■ WHAT TO DO
Please copy exactly the lines that begin with the one containing "Where can the white background" and end with the last line of the entries.

* begin TASK INPUT *

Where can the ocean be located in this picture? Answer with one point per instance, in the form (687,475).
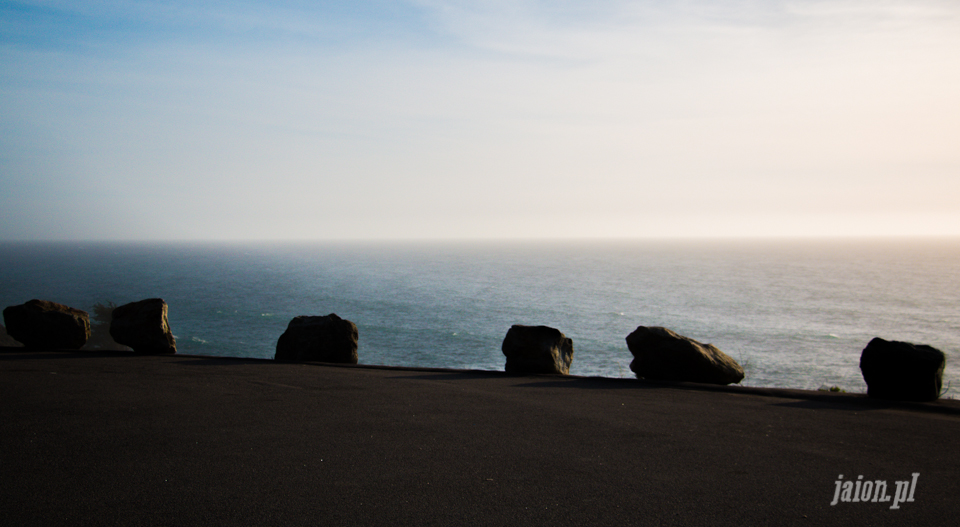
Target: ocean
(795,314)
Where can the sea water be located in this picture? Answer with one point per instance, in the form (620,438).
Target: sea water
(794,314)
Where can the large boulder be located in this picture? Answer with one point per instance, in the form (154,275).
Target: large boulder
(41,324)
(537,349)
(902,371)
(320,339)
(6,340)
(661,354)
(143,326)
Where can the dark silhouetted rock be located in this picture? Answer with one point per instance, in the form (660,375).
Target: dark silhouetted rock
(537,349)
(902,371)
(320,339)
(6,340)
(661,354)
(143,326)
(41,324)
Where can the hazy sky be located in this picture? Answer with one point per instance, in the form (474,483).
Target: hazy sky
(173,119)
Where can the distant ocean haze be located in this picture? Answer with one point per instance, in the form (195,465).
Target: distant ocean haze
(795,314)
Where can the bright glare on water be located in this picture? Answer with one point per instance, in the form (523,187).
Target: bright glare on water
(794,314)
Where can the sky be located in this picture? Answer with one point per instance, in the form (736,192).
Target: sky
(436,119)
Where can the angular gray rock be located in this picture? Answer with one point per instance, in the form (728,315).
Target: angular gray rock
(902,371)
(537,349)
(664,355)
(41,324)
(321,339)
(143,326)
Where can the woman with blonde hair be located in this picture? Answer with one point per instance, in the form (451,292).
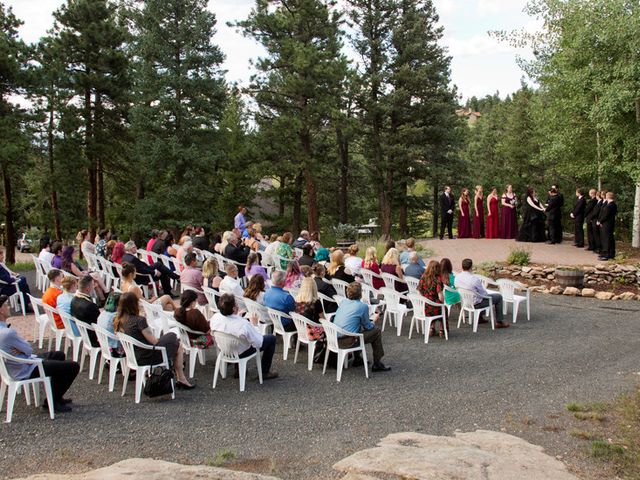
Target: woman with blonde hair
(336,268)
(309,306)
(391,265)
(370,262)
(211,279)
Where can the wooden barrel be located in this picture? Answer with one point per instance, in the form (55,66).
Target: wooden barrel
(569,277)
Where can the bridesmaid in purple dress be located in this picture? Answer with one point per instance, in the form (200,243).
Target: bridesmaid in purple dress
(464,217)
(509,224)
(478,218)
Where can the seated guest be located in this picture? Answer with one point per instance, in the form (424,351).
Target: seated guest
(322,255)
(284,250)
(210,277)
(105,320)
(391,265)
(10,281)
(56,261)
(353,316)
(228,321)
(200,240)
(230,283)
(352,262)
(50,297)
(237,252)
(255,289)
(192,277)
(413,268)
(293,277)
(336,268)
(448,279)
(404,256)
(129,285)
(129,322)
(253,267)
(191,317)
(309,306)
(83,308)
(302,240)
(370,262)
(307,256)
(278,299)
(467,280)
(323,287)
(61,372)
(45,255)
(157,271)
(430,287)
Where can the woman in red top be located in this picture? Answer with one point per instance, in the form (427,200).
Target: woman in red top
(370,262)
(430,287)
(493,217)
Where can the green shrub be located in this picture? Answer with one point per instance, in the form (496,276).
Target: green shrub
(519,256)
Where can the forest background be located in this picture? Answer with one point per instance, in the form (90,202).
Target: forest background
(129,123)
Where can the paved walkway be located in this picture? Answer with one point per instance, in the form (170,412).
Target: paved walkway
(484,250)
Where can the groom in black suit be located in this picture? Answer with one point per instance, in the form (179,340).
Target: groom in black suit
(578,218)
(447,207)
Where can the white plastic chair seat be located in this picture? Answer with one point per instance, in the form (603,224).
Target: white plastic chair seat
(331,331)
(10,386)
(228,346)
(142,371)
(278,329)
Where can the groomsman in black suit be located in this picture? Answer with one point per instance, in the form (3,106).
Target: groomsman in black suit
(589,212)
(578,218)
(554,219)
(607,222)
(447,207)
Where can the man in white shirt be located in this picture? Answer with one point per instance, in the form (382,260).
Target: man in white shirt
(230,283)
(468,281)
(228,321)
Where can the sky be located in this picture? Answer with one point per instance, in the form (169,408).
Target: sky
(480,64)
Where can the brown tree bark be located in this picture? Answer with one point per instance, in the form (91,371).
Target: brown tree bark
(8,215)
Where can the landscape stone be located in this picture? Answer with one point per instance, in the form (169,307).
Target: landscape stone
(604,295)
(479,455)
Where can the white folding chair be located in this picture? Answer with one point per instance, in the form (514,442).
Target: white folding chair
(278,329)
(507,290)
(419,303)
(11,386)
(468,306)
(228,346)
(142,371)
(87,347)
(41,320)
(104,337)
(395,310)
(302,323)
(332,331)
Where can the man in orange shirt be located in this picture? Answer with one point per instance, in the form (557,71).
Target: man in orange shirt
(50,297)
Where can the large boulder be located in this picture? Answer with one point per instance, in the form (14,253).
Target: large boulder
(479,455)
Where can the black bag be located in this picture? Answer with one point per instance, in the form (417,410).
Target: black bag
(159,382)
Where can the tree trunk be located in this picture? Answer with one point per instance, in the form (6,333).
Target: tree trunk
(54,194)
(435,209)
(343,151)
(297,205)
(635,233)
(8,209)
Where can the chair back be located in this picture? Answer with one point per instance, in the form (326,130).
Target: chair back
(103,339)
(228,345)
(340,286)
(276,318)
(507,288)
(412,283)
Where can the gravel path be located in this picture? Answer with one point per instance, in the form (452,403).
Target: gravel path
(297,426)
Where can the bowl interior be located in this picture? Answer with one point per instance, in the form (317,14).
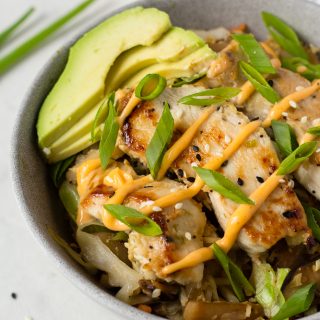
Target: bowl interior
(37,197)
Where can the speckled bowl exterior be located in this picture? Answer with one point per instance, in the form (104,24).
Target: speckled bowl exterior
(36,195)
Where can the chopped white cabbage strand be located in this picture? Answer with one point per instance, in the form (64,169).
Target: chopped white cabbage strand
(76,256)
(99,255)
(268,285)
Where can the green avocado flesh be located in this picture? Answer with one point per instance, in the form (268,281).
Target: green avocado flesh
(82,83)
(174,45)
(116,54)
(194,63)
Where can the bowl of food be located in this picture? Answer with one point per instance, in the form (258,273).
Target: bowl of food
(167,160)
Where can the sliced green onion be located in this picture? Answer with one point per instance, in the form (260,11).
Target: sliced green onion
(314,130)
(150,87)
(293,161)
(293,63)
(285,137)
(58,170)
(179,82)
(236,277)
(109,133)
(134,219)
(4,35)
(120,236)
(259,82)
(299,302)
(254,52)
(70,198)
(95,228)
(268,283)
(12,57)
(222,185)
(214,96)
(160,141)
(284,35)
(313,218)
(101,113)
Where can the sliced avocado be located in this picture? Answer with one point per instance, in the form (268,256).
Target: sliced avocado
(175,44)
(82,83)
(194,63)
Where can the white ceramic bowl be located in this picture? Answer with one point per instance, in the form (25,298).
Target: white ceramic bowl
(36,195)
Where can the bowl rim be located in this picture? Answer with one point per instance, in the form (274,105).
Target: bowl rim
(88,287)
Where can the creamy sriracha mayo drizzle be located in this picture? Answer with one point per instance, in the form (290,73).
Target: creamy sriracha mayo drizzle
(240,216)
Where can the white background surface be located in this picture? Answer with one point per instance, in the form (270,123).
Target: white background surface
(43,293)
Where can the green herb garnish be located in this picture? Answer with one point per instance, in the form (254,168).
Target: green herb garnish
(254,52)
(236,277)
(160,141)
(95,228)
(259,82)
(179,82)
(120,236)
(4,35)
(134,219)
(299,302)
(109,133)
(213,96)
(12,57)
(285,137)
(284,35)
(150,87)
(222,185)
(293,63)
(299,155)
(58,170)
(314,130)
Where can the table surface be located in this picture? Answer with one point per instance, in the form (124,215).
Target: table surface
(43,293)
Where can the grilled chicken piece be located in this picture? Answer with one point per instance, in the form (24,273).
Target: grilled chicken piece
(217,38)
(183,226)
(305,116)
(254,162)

* end TASK INPUT *

■ IN RESPONSE
Where can the white background surface be located in this picture? Answer with one point per instance, in the form (270,123).
Target: white background surface
(43,293)
Where can the green herb garnish be located in this picture? Answer with one point per instance, in the form (254,168).
Target: green herb garnish
(254,52)
(236,277)
(160,141)
(95,228)
(259,82)
(179,82)
(120,236)
(4,35)
(134,219)
(299,302)
(109,133)
(213,96)
(12,57)
(285,137)
(284,35)
(150,87)
(222,185)
(293,63)
(299,155)
(58,170)
(314,130)
Where can the table surface be located in this picture? Answer with one point per instance, in the form (124,215).
Target: table surface
(43,293)
Where can the grilled chicken piece be located in this picture? Answer with one point per instance, in the form (24,273).
Target: grilled chicken piece
(217,38)
(183,226)
(305,116)
(254,162)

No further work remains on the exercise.